SET TASK: Retype every one of the following items line for line, with no changes.

* * *

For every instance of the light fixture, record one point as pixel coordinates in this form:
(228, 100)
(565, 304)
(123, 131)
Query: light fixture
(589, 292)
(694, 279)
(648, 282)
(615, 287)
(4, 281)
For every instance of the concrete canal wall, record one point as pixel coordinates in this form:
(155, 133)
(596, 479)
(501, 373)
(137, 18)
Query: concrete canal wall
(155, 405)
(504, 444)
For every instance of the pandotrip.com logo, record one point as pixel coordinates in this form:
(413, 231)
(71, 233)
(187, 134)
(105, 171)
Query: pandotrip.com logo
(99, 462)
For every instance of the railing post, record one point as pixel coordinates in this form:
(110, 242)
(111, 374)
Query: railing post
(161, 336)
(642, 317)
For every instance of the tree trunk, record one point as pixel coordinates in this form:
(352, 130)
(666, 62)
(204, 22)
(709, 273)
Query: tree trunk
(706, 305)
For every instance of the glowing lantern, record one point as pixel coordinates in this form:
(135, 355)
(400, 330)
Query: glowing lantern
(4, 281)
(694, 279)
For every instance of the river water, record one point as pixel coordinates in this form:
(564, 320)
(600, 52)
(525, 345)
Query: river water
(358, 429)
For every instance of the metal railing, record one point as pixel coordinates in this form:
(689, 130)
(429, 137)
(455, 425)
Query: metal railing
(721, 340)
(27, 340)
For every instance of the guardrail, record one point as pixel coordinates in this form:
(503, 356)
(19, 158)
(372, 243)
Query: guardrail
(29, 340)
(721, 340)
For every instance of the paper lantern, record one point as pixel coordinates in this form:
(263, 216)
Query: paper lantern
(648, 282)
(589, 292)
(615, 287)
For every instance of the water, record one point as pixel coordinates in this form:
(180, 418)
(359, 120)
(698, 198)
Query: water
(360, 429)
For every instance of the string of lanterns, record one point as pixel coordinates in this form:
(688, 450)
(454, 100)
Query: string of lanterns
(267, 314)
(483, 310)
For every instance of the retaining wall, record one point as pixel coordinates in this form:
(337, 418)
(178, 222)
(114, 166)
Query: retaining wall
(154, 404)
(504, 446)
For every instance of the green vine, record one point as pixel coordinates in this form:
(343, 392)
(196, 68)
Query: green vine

* * *

COMPLETED TASK:
For every instance of the light fixture, record one point as pixel coordinates in this form:
(228, 100)
(565, 304)
(123, 131)
Query: light fixture
(589, 292)
(694, 279)
(648, 282)
(615, 287)
(4, 281)
For every instance of the concrete canal wall, record one point as pixel coordinates in this form:
(155, 133)
(596, 479)
(501, 373)
(137, 18)
Query: concrete canal wall
(155, 405)
(504, 444)
For every instance of the pandotrip.com logo, record one point as pixel coordinates in this form:
(413, 231)
(71, 233)
(187, 134)
(105, 171)
Query: pandotrip.com logo
(99, 462)
For every instance of the railing post, record one point as pixel coordinates in this form:
(110, 242)
(111, 374)
Query: railing post
(161, 336)
(642, 317)
For every instance of the tree trunk, record one point as pixel coordinates in this form:
(352, 130)
(666, 62)
(204, 22)
(709, 273)
Query: tree trunk
(706, 305)
For every instance of the glowing lantern, record one point as pixel coordinates in this form:
(135, 355)
(400, 330)
Query: glowing lantern
(4, 281)
(694, 279)
For every instance of the river water, record one point as pixel coordinates in this form:
(564, 320)
(600, 52)
(525, 345)
Query: river water
(358, 429)
For every instance of the metal railing, record one point as pixel coordinates in this form:
(689, 130)
(429, 137)
(455, 425)
Query: metal railing
(721, 340)
(27, 340)
For every instance of the guardrail, record one point as pixel coordinates in this form:
(503, 356)
(19, 158)
(372, 243)
Query: guardrail
(29, 340)
(721, 340)
For every instance of the paper lantern, record one point as pixel coordinates in this form:
(263, 216)
Query: paper lantern
(648, 282)
(589, 292)
(615, 287)
For every instance of the water, record one point as pixel coordinates in this form:
(180, 418)
(359, 120)
(698, 198)
Query: water
(360, 429)
For every instance of the string of lanterns, record one point as pixel coordinates in this form:
(688, 450)
(454, 100)
Query: string of lanterns
(267, 314)
(483, 310)
For every instance of the retaining wall, record one point as pixel coordinates in this form:
(337, 418)
(178, 222)
(114, 166)
Query: retaining wall
(154, 404)
(504, 446)
For every instance of the green vine, record one point as pixel coordinates in this form:
(343, 392)
(196, 68)
Query: green vine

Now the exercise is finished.